**Required tasks**
1: Please transcribe the Centrowitz article word for word, starting at "(I also interviewed" and ending at "Kiviat remembered fondly.)".
2: In the Centrowitz article, list every runner's name that appears inside parentheses in the paragraph that begins "So it could be said".

* START Source extract *

Centrowitz, reclycled

son

“Are you kidding me?”

It was a good question, one that Matthew Centrowitz said he put to “everyone I know” in the moments after he won the Olympic 1500-meter final, having shocked three-time world champion and 2008 Olympic gold medalist Asbel Kiprop of Kenya as well as the rest of the field. “Everyone” included Matthew’s father, Matt Centrowitz Sr., who was celebrating wildly in the stands of Rio de Janeiro’s Maracana Stadium as his son took a victory lap.

“Are you —– kidding me?” Matt Sr. shouted back. Whereupon the two commenced volleying the phrase back and forth.

Kiprop aside, it has been Olympic doctrine that Americans just don’t come through in the so-called “metric mile,” 120 yards shy of a mile, which vies with the 100-meter dash as the most appealing of track and field’s events. The last Yank to prevail at that captivating Olympic distance, in 1908, was Mel Sheppard, a man whose application to become a New York City policeman somehow was rejected on the basis of a “weak heart.”

So it could be said that, in Rio, Centrowitz’s karma ran over Olympic prognosticator’s dogma. A real dent in accepted belief. In 1912 (Abel Kiviat), 1936 (Glenn Cunningham), 1968 and 1972 (Jim Ryun), Americans were pre-race favorites based on the fact that they held the world record in either the mile or 1500—or both—entering the Games, yet repeatedly failed to win gold, until it became normal procedure. Other legitimate U.S. threats at the distance, Marty Liquori in the 1970s and Alan Webb in 2004, also succumbed short of Olympic glory to injury or strategic muddles.

Anyway, for those of us who began reporting on track and field happenings in prehistoric times, there were lots of echoes to young Centrowitz’ breakthrough, beyond repeated Are-you-kidding-me astonishment. It was four decades ago that I covered a handful of Matt Centrowitz Sr.’s elite races, including his runner-up finish in the 1976 U.S. Olympic trials at 1500 meters and his victory in the 1980 trials at 5,000 meters.

(I also interviewed Abel Kiviat, by the way. Not during his 1912 Games in Stockholm. Rather, in 1982, when Kiviat was then the oldest living U.S. Olympian at 90, we chatted about his disappointment in losing the 1912 Olympic 1500 by a tenth of a second, and about his Olympic roommate, a fellow named Jim Thorpe, whom Kiviat remembered fondly.)

EUGENE, OR - JUNE 29: Matt Centrowitz (white jersey) and Dick Buerkle #51 (red jersey) compete in the final of the Men's 5000 meter event of the 1980 USA Track and Field Olympic Trials held on June 29, 1980 at Hayward Field on the campus of the University of Oregon in Eugene, Oregon. (Photo by David Madison/Getty Images

(Matt Sr., 1980)

* END Source extract *
* START Data provided *

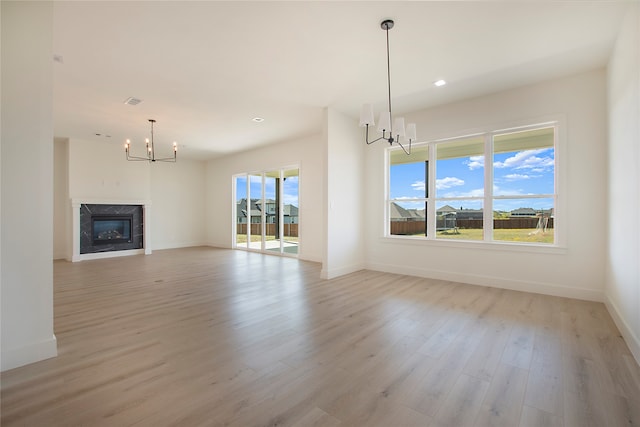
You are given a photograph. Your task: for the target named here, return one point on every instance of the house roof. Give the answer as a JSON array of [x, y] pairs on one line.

* END Data provided *

**List of solutions**
1:
(I also interviewed Abel Kiviat, by the way. Not during his 1912 Games in Stockholm. Rather, in 1982, when Kiviat was then the oldest living U.S. Olympian at 90, we chatted about his disappointment in losing the 1912 Olympic 1500 by a tenth of a second, and about his Olympic roommate, a fellow named Jim Thorpe, whom Kiviat remembered fondly.)

2:
Abel Kiviat
Glenn Cunningham
Jim Ryun